━━ Page excerpt ━━

Shuttle Discovery Launched With Satellite
Astronauts to Conduct Experiments With Eye Toward Monthly Flights
CAPE CANAVERAL--Five astronauts blasted-off yesterday morning in the space shuttle Discovery, ready to deliver a $100 million satellite to orbit on the delayed start of an ambitious 1989 launch schedule aimed at putting America "back in the business of space."
Besides the satellite, which will complete a vital communications network, the shuttle is carrying four crippled white rats and 32 chicken eggs among the scientific experiments to be studied during the five-day mission.
The weather forecast--clear skies and mild temperatures--was favorable for launch. Only the possibility of strong high-altitude winds gave any concern, and NASA officials said wind conditions at midnight were acceptable.
Commander Michael L. Coats and his crew were awakened at 3:16 a.m. and, in a surprise, showed up for breakfast wearing business suits and ties. Fine china and candles adorned the table for the steak and eggs feast.

━━━
━━ Supplied material ━━

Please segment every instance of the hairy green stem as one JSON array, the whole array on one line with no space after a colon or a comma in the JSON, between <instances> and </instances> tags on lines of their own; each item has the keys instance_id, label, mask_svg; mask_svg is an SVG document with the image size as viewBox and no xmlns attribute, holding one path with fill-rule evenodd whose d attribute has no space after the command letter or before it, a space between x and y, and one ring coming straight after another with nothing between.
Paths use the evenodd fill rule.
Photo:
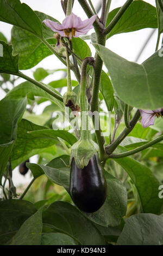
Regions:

━━━

Problem to solve
Continue the news article about the shuttle Discovery launch, picking up after its last sentence about the crew's breakfast.

Expected output
Wearing the suits instead of the normal casual wear apparently was a tongue-in-cheek response to word that NASA was trying to curb astronauts' penchant for fun. Officials reportedly were annoyed by a televised show two missions ago when the crew floated through the shuttle cabin wearing colorful Hawaiian shirts.
Following breakfast, the Coats crew donned flight suits, rode a special van to launch pad 39B and began boarding the $1.5 billion spaceship cabin at about 5:30 a.m.
Flying with the 43-year-old Navy captain are Air Force Col. John E. Blaha, 46, the pilot; Marine Cols. James F. Buchli, 43, and Robert C. Springer, 46 and Dr. James M. Bagian, 36, a physician. Coats and Buchli have flown on previous shuttle flights.
Discovery's launch is the 28th for the shuttle program and the third since the Challenger explosion killed seven astronauts on January 28, 1986.
Shuttle chief Richard Truly said the success of this mission is "absolutely vital" to NASA's continued recovery from the Challenger accident and the agency's move toward safe, routine, monthly shuttle launches by 1992.
Six hours after liftoff, Springer and Bagian were to deploy the 24-ton Tracking and Data Relay Satellite. It will then be carried by its own rocket to a 22,300-mile-high orbit to join two older satellites and complete an orbiting network essential for communicating with future space shuttles and with science and military satellites.
With the new satellite operational, NASA will shut six ground stations at a monthly savings of $3 million.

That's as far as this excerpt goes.